— What the task requires —
Print everything from the line containing "If you could mark the jagged" down to the end of the data, unchanged.

————————

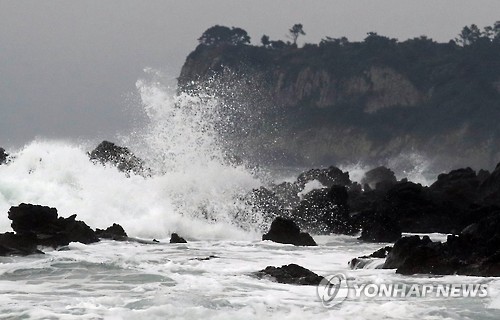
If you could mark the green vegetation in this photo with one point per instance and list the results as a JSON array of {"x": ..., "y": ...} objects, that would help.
[{"x": 381, "y": 87}]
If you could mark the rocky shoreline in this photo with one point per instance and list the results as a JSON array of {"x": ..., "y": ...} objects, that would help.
[{"x": 461, "y": 203}]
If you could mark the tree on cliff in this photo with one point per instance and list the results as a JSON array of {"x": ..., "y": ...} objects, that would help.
[
  {"x": 469, "y": 35},
  {"x": 296, "y": 31},
  {"x": 218, "y": 35}
]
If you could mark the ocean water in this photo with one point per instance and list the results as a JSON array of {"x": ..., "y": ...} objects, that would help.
[{"x": 196, "y": 190}]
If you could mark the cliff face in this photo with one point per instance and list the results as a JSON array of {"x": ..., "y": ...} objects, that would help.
[{"x": 344, "y": 104}]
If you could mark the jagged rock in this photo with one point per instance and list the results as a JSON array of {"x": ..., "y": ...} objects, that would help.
[
  {"x": 115, "y": 232},
  {"x": 266, "y": 202},
  {"x": 362, "y": 262},
  {"x": 325, "y": 211},
  {"x": 489, "y": 189},
  {"x": 286, "y": 231},
  {"x": 49, "y": 229},
  {"x": 327, "y": 177},
  {"x": 18, "y": 244},
  {"x": 457, "y": 189},
  {"x": 380, "y": 228},
  {"x": 380, "y": 178},
  {"x": 121, "y": 157},
  {"x": 175, "y": 238},
  {"x": 291, "y": 274},
  {"x": 3, "y": 156}
]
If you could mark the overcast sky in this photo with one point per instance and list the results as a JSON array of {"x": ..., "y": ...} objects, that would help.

————————

— Answer for the task —
If you could mark the jagged rock in this photo with one point per instance and list the results as a JSON array of {"x": ..., "y": ...} objects, that would help.
[
  {"x": 115, "y": 232},
  {"x": 266, "y": 202},
  {"x": 362, "y": 262},
  {"x": 325, "y": 211},
  {"x": 489, "y": 189},
  {"x": 286, "y": 231},
  {"x": 49, "y": 229},
  {"x": 327, "y": 177},
  {"x": 18, "y": 244},
  {"x": 457, "y": 189},
  {"x": 380, "y": 228},
  {"x": 380, "y": 178},
  {"x": 121, "y": 157},
  {"x": 175, "y": 238},
  {"x": 291, "y": 274},
  {"x": 3, "y": 156}
]
If you could mark the overcast sky in this photo with one point per instance and list the results as a JSON array of {"x": ..., "y": ...} objects, that would help.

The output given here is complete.